*Required tasks:*
(1) Answer these questions using the case planning excerpt:
(a) To whom does the independent living specialist submit documents for approval?
(b) Which two SOPs outline the case planning requirements?
(c) What must the worker do if the youth did not receive a copy of Rights of the Child at the case planning conference?
(2) Carry the case planning excerpt forward, beginning after its final numbered item.

Excerpted text: Begin

The independent living specialist:
  1. Receives Youth Development Funds request form and supporting documentation; and 
  2. ​Submits documents to the central office Chafee program administrator for approval.​


  1. Birthparents should be consulted, when appropriate. 
  2. These requirements are outlined in case planning SOP 4.17 Preparation for and Completion of the Ten (10) Day Conference and SOP 4.18 Ongoing Case Planning. 
  3. If the youth did not receive a copy of Rights of the Child at the case planning conference, the worker will provide a copy.

Excerpted text: End
Excerpted data: Begin

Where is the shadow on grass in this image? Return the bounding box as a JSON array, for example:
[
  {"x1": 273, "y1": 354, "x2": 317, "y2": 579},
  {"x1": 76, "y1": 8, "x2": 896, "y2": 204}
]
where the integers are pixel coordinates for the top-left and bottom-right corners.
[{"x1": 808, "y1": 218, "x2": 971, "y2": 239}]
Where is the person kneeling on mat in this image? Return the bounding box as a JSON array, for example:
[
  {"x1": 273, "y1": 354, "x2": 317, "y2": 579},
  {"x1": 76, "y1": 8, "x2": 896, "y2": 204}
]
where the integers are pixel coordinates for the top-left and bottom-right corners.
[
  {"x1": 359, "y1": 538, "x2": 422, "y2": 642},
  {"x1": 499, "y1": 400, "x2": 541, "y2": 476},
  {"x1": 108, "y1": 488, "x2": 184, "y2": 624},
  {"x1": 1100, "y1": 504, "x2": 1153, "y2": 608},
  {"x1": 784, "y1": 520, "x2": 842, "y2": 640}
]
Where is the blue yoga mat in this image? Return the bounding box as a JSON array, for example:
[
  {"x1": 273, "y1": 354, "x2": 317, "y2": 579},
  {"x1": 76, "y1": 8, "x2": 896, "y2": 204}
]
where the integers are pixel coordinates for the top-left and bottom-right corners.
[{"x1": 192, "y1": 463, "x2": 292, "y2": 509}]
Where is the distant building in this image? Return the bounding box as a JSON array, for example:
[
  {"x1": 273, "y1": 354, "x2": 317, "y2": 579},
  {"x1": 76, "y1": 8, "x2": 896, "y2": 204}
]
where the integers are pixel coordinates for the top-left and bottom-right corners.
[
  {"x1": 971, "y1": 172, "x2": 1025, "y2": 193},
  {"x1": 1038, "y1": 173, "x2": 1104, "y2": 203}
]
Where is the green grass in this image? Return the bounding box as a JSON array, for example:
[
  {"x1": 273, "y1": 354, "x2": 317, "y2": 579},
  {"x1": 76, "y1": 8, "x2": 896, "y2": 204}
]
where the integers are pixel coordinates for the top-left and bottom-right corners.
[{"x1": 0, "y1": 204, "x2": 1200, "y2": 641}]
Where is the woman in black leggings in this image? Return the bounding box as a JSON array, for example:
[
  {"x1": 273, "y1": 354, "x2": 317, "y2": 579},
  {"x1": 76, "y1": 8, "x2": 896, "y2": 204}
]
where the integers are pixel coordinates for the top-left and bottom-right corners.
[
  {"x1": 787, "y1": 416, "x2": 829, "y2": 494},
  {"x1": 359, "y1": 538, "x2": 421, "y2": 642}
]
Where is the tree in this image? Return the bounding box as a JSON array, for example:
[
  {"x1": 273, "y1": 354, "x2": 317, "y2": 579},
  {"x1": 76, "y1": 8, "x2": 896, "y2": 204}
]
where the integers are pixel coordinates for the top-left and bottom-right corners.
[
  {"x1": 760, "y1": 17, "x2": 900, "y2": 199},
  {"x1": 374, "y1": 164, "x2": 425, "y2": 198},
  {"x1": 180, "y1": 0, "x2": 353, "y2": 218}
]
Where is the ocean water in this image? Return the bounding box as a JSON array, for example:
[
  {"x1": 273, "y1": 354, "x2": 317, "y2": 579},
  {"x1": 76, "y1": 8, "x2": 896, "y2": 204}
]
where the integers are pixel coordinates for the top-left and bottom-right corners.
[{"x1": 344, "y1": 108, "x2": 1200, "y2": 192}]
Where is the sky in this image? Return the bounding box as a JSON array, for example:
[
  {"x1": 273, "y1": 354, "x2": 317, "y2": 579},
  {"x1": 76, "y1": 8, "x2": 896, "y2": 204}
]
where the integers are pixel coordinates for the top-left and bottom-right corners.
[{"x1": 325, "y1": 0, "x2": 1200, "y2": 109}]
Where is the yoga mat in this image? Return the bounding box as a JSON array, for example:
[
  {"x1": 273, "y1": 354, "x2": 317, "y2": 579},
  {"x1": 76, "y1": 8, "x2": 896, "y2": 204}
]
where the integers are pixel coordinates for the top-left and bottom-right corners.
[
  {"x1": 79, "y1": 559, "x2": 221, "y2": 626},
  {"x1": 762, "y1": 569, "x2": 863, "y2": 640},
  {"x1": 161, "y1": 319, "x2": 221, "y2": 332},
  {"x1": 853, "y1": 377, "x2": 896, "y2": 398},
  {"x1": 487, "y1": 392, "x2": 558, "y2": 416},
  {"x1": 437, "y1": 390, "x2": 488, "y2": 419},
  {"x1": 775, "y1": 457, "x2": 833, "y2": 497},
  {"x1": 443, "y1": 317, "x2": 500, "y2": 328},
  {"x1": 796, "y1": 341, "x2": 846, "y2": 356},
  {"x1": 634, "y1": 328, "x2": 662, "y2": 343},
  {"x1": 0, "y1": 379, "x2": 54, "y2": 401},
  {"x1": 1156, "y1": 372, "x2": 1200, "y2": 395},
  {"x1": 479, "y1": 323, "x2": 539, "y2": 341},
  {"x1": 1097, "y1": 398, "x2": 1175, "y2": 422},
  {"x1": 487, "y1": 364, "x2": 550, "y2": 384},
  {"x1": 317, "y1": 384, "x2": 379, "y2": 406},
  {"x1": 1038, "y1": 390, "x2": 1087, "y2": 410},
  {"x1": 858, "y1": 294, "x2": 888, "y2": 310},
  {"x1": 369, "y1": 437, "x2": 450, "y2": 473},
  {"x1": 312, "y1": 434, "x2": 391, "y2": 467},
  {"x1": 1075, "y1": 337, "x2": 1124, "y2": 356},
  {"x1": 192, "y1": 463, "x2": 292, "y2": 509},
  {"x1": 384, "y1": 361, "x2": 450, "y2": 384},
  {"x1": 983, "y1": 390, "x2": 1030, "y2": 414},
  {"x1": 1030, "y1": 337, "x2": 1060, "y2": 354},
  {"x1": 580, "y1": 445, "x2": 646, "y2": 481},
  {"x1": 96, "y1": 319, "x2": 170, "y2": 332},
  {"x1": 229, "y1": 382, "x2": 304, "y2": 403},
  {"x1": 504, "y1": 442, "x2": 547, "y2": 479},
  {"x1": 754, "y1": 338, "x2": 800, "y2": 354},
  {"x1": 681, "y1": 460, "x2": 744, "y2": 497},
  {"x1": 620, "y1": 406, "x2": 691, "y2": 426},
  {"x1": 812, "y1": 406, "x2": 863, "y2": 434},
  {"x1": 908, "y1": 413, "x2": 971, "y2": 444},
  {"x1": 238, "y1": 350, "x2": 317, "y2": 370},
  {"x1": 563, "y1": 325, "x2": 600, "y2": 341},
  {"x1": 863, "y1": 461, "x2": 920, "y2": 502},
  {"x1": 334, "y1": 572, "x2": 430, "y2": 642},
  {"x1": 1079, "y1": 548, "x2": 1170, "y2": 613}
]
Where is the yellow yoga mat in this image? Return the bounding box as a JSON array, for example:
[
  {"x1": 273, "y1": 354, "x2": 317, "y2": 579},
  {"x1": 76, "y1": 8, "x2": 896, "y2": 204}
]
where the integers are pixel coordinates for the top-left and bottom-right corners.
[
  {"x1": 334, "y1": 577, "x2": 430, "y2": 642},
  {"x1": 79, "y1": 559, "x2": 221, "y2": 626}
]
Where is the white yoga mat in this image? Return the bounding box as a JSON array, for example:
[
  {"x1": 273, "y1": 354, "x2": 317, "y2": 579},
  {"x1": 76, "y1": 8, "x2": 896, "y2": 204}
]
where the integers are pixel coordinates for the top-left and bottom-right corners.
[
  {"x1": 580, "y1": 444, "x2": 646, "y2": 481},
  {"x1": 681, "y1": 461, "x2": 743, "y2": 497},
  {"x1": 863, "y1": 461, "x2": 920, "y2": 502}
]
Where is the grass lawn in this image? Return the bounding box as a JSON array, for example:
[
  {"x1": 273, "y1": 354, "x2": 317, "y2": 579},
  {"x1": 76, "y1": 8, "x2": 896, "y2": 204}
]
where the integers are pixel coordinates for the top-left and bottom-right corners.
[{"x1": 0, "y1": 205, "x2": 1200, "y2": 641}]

Excerpted data: End

*Answers below:*
(1)
(a) The central office Chafee program administrator.
(b) SOP 4.17 Preparation for and Completion of the Ten (10) Day Conference and SOP 4.18 Ongoing Case Planning.
(c) The worker will provide a copy.

(2)
  4. The youth may invite up to two (2) people to the case planning conference. The SSW, in consultation with the FSOS, may at any time reject a person selected by the youth if the worker has good cause to believe the individual would not act in the best interests of the child. (Section 475(1)(B) of the Social Security Act) 
  5. Babysitting for children who are designated as medically complex is not to exceed twenty-four (24) hours. Any caregiving arrangement beyond twenty-four (24) hours should follow respite guidelines.